▶ _Your objective_
Word for word, return every record that follows.

(Collected data entries)
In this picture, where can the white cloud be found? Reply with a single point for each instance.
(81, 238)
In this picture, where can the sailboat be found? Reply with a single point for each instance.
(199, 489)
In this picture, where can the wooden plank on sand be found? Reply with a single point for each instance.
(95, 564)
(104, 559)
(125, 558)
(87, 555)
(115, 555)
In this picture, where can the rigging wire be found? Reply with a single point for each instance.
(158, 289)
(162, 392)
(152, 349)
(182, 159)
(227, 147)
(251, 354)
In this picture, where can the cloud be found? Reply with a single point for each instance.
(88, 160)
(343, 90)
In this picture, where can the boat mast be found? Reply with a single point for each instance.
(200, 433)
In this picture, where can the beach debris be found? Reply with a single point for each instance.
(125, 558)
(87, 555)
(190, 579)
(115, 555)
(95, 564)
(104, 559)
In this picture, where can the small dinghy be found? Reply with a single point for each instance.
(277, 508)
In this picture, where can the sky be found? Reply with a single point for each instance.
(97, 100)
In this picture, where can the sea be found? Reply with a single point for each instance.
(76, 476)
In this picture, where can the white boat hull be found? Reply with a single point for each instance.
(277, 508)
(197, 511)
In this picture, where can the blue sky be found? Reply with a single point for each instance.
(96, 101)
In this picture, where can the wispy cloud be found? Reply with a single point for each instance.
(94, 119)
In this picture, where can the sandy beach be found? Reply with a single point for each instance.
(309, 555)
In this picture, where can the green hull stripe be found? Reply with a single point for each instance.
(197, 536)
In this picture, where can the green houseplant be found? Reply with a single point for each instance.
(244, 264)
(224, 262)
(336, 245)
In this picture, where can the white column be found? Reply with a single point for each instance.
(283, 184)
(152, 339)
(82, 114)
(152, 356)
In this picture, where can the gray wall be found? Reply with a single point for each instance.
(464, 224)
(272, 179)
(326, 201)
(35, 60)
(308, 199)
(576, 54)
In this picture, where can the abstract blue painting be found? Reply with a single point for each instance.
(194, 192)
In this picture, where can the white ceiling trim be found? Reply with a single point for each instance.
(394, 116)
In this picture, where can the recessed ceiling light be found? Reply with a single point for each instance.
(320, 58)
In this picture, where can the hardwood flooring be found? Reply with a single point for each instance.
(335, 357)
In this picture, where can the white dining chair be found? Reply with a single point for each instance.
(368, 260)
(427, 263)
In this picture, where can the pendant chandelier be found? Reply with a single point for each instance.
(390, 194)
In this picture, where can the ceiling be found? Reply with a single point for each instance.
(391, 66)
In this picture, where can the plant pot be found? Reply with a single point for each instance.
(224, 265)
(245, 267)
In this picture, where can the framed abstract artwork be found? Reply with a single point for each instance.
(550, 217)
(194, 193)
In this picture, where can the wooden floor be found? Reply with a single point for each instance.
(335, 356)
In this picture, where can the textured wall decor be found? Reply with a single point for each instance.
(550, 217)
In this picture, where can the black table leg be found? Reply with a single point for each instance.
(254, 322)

▶ _Result of the task_
In this picture, where can the white cloud be found? Reply with a single point for each instance.
(81, 238)
In this picture, where can the sailboat be found? Reply with a single point for each instance.
(199, 489)
In this picture, where can the wooden plank on sand be found? Reply with a single point for each instance.
(95, 564)
(104, 559)
(125, 558)
(87, 555)
(115, 555)
In this picture, where can the rigging wire be found? Reply with a single point for each instance.
(158, 289)
(162, 392)
(152, 349)
(182, 159)
(227, 147)
(251, 354)
In this picture, where can the cloud be found? Reply with a single point for each instance.
(88, 160)
(343, 90)
In this picture, where can the boat mast be found? Reply with a single point for each instance.
(200, 433)
In this picture, where can the beach debris be found? Reply with a single point for each instance.
(125, 558)
(87, 555)
(190, 579)
(115, 555)
(95, 564)
(104, 559)
In this picture, where can the small dinghy be found? Reply with a single point for each instance.
(277, 508)
In this picture, where can the sky be found? Reply with a single point for each instance.
(97, 100)
In this picture, where can the sea be found? Reply with a single point for each instance.
(76, 476)
In this picture, where can the white boat hull be found? Reply with a single point for each instance.
(277, 508)
(197, 511)
In this picture, where can the blue sky be found? Reply with a single point for each instance.
(96, 101)
In this picture, where can the wispy cloud be found? Reply with a single point for each instance.
(94, 119)
In this picture, where can the sandy beach be found? Reply with a single point for each instance.
(309, 555)
In this picture, where can the green hull stripe be found? Reply with a single point for each instance.
(197, 536)
In this picture, where can the green houseplant be found? Reply with a single point for each instance.
(244, 264)
(224, 262)
(336, 245)
In this picture, where can the white column be found? Reply with a single point for each instance.
(283, 184)
(152, 339)
(82, 114)
(152, 356)
In this picture, where can the gray wall be found? Reply with a single point for each instance.
(464, 224)
(272, 179)
(326, 201)
(35, 60)
(308, 199)
(576, 54)
In this picture, where can the abstract blue painting be found? Reply with a single point for each instance.
(194, 192)
In this picture, where can the white ceiling trim be found? Reply with a single point for each instance.
(394, 116)
In this picture, where can the recessed ceiling light be found? Reply with a single point for each instance.
(320, 58)
In this picture, where can the hardwood flooring be found? Reply with a single point for each instance.
(335, 357)
In this picture, where can the white dining chair be found? Reply with a single point for each instance.
(368, 260)
(427, 263)
In this picture, where can the pendant chandelier be found? Reply with a single point for each instance.
(390, 194)
In this picture, where can the ceiling be found? Reply with a single point for each instance.
(391, 66)
In this picture, where can the plant pot be found? Reply with a single point for each instance.
(224, 265)
(245, 267)
In this picture, where can the framed abstract artwork be found? Reply with a single point for each instance.
(550, 217)
(194, 193)
In this picture, where can the wooden floor be found? Reply with a single point for each instance.
(335, 356)
In this picture, where can the textured wall decor be found? Reply with a single point for each instance.
(550, 217)
In this picture, where can the black table leg be found? Reply with a single point for each instance.
(254, 322)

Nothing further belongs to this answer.